- _Page excerpt_
○ ○ ○
# Me Riding a Belgian



## Stella_8800_ (Jul 15, 2008)

Below are some pictures of me riding my uncle's Belgian Draft horse. His name is Jed (Jedediah) and is so sweet. I love him.



















Reply and tell me if you think that you would be either too scared or happy to get on him and canter him. (Like I did!)


----------



## GeminiJumper (Jun 12, 2008)

Lol!! He's cute!! I'd be happy to get on him but would be scared to canter him!!! Lol


----------



## PoptartShop (Jul 25, 2010)

He's so cute!! How lucky...I'd love to ride one of those!


----------



## RusticWildFire (Jul 6, 2008)

He's beautiful! I'd love to canter a horse that big!


----------



## my2geldings (Feb 18, 2008)

:shock: :shock:  THATS AWESOME! He's stunning and those are fantastic photos!! I adore photos of people riding drafts. Good for you! I bet you had a lot fun


----------



## Small_Town_Girl (Feb 15, 2008)

Gosh what a big fella! :shock: 

FUN!
○ ○ ○
- _Provided material_

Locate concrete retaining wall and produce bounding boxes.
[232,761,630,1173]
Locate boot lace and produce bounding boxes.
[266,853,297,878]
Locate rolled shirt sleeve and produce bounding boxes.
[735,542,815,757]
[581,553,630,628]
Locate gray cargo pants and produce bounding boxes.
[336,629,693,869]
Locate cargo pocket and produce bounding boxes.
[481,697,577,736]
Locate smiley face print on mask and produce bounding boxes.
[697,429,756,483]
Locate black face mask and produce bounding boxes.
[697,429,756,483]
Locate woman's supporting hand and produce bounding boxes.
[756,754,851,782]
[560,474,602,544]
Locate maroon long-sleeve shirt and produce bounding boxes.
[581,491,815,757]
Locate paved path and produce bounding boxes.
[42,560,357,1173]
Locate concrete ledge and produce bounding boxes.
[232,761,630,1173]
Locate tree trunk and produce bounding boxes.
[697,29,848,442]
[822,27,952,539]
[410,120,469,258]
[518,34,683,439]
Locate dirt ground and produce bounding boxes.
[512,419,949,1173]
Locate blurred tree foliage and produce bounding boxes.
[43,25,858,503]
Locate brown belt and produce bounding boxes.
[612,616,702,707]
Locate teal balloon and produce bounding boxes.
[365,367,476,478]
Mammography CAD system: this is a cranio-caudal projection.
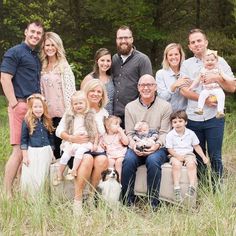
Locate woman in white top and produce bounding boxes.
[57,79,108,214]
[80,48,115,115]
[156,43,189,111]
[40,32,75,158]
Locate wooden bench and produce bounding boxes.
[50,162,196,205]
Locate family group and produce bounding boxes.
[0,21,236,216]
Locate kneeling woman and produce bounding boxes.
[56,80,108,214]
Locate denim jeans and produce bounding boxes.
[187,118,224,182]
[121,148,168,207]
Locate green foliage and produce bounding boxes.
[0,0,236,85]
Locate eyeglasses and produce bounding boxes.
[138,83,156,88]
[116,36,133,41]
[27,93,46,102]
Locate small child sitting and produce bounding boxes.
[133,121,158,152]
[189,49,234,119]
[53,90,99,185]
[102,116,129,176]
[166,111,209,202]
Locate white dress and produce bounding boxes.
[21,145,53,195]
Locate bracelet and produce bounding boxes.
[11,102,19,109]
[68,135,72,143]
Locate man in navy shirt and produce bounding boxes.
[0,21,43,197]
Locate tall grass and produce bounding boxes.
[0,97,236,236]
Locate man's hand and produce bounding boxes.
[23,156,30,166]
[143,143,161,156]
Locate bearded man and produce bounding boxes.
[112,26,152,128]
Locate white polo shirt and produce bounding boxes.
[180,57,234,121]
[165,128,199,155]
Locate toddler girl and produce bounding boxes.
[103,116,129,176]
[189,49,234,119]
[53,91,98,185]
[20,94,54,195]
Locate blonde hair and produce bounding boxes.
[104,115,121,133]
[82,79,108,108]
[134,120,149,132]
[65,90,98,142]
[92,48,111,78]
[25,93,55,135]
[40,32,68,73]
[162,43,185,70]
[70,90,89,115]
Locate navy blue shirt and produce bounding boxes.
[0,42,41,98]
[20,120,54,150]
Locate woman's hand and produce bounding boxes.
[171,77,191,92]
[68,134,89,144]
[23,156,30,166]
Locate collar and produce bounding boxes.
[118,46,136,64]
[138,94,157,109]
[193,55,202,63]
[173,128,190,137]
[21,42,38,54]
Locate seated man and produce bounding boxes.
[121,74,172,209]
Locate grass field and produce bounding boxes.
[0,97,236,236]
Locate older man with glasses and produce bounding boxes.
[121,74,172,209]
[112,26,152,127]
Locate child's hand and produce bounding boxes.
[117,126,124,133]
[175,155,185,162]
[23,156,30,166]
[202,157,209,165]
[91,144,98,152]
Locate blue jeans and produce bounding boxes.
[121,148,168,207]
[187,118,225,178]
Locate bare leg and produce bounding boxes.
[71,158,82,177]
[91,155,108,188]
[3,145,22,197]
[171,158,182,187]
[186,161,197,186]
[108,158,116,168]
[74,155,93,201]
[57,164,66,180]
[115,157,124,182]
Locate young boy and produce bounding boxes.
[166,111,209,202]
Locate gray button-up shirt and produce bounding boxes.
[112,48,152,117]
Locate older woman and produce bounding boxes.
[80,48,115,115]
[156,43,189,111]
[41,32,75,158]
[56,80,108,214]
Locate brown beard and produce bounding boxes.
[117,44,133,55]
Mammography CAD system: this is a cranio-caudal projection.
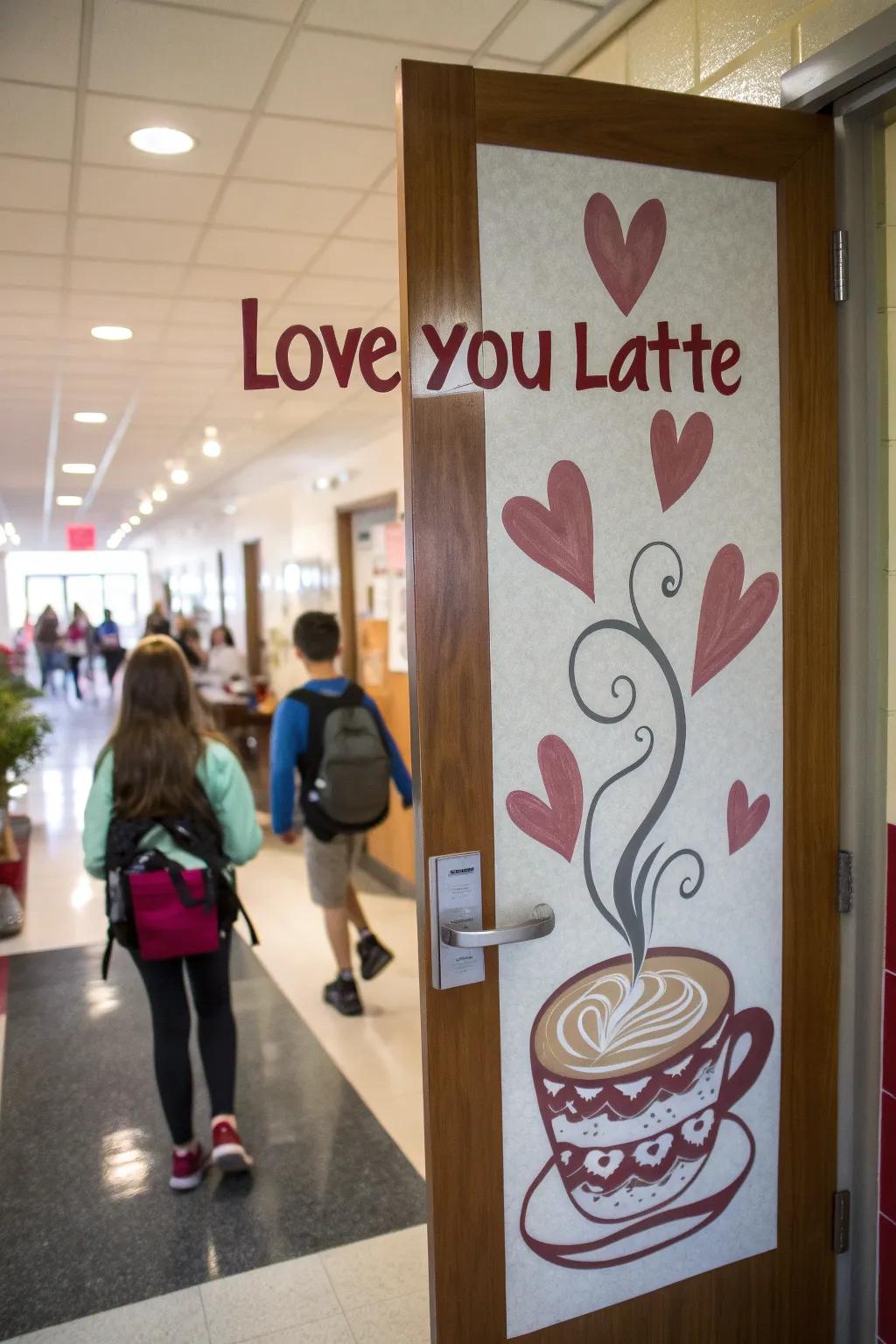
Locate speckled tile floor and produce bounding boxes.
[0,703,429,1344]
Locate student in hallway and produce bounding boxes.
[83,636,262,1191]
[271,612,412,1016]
○ ○ ○
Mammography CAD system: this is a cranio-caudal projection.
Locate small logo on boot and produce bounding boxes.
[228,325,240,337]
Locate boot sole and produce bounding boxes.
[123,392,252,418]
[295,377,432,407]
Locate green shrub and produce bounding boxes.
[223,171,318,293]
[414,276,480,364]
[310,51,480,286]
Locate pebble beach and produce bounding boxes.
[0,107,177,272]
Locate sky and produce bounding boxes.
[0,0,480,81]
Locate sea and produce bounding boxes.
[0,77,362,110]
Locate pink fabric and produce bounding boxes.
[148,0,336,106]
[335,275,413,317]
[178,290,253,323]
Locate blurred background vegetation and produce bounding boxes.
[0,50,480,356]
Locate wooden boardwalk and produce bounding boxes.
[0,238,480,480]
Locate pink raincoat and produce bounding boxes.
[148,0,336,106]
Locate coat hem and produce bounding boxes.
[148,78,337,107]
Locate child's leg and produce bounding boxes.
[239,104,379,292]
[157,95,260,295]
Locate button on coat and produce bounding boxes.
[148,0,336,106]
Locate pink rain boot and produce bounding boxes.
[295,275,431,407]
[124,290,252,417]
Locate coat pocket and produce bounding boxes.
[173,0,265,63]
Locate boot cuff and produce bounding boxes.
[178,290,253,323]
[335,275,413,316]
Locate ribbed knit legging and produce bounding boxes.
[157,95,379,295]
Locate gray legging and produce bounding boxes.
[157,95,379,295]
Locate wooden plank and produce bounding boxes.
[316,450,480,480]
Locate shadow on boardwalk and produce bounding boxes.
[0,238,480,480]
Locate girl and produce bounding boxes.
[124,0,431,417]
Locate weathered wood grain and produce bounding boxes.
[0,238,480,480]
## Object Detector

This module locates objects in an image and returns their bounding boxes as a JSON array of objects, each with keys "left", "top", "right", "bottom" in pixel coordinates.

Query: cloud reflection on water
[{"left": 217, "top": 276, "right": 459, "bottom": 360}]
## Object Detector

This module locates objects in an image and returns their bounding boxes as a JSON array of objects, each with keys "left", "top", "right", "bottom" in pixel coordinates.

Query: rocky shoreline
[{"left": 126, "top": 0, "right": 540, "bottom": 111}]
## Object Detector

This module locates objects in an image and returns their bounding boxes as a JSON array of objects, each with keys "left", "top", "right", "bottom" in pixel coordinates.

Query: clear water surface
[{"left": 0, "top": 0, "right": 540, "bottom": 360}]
○ ○ ○
- _Written tasks_
**1.** Write out the passage of the Belgian draft horse thread from "He's so cute!!" up to and including "horse that big!".
**2.** According to the opening post of the Belgian draft horse thread, what is Jed's full name?
**3.** Pick up the forum thread about riding a Belgian draft horse after its last sentence and keep it going.

- _Results for each task_
**1.**
He's so cute!! How lucky...I'd love to ride one of those!


----------



## RusticWildFire (Jul 6, 2008)

He's beautiful! I'd love to canter a horse that big!

**2.** Jedediah

**3.**
----------



## kickshaw (May 7, 2008)

reminds me of that movie "wild hearts can't be broken" [sigh] he's so beautiful!


----------



## Kirsti Arndt (Jun 23, 2008)

did you use a ladder to get on him??he is huge and beautiful
how was his canter??


----------



## HooverH (May 17, 2008)

He is gorgeous. We have a big ol' boy too, and I would love to jump up on him some time and canter him! The big guys are just so sweet.


----------



## DashAwayAll (Jul 19, 2008)

Coooooooooool. :shock:


----------



## Jubilee Rose (May 28, 2008)

Ooh, he's pretty! Looks like you had a lot of fun with him!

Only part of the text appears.